_SUPPLIED PASSAGE_
----------

In VAE the $f_\theta$ is the Decoder function
In GAN the $f_\theta$ is a Generator function
How about Diffusion? Add and Remove Noise from the Image

In this talk we find this function for diffusion models

Diffusion function is more complicated than other methods

Lecture Plan¶

Today's Plan:

$\color{blue}{\text{Basics of diffusion model}}$
$\color{blue}{\text{Denoising diffusion models}}$

Tomorrow's Plan:

$\color{gray}{\text{Conditional diffusion models}}$
$\color{gray}{\text{Text to image Diffusion Model}}$
- $\color{gray}{\text{Classifier-free Guidance}}$
- $\color{gray}{\text{Latent Diffusion Model (Stable Diffusion Model)}}$
$\color{gray}{\text{Coding Text to image Diffusion Model from Scratch}}$

$\color{red}{\text{We aim to build a Diffusion model step by step}}$ ¶

$\color{blue}{\text{Basics of diffusion model}}$ ¶

drawing

Start with some questions:

$\color{red}{Q1}$: Can we have a good characterization of $q(x_1)$??
$\color{red}{Q2}$: If we have the noise distribution, can we find it?

No because we do not have a good characterization of $q(x_0)$

$\color{blue}{\text{We Need Assumptions}}$ ¶

What is the noise we add to input?

----------

_ITEMS_
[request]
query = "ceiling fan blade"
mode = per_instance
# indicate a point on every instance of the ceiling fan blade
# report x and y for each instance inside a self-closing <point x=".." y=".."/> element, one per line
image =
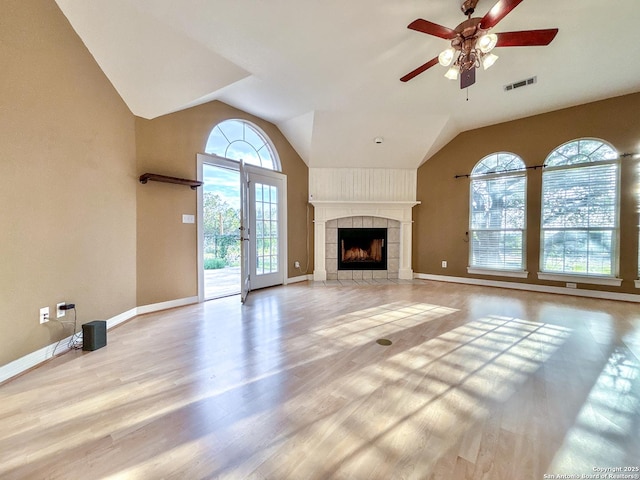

----------

_THINGS TO DO_
1: Write out the ceiling fan blade listing line for line, leaving out the picture.
2: Pick up the diffusion model lecture notes after their last line and carry them on.
The diffusion model lecture and the listing have nothing to do with each other.

_TASK-BY-TASK ANSWERS_
1:
[request]
query = "ceiling fan blade"
mode = per_instance
# indicate a point on every instance of the ceiling fan blade
# report x and y for each instance inside a self-closing <point x=".." y=".."/> element, one per line
image =

2:
We assume $q(x_t|x_{t-1})\sim \mathbb{N}(\sqrt{1-\beta_{t}} \cdot x_{t-1},\beta_t I)$
We can write it as: $x_t = \sqrt{1-\beta_t}x_{t-1} + \sqrt{\beta_t} \epsilon$ such that $\epsilon \sim \mathbb{N}(0,I)$. Scale down and add noise.
$0<\beta_i<1$

(Keep this in your memory.)

So Easy!

This is not the only model that you have to use. This is one way to think about it

Why do we use $\sqrt{1-\beta_{t}}$ and $\sqrt{\beta_t}$ coefficients? Preserving the variance of the data is important because adding noise at certain steps can significantly increase the variance.
In the forward process, scale down, add a bit of noise, and go to the next step.

$\color{red}{Q1}$: If we start with the input at step zero and want to obtain the noisy image at step 100, how many iterations of the process are required? 100 steps

$\color{red}{Q2}$: Is it possible to directly generate the noisy image at step 100 without using the iterative process?

Let's see what happens:

$x_1 = \sqrt{1-\beta_1} x_0 + \sqrt{\beta_1}\epsilon_0$ such that $\epsilon_0 \in \mathbb{N}(0,I)$

$x_2 = \sqrt{1-\beta_2} x_1 + \sqrt{\beta_2}\epsilon_1$ such that $\epsilon_1 \in \mathbb{N}(0,I)$ Can we combine these two equations?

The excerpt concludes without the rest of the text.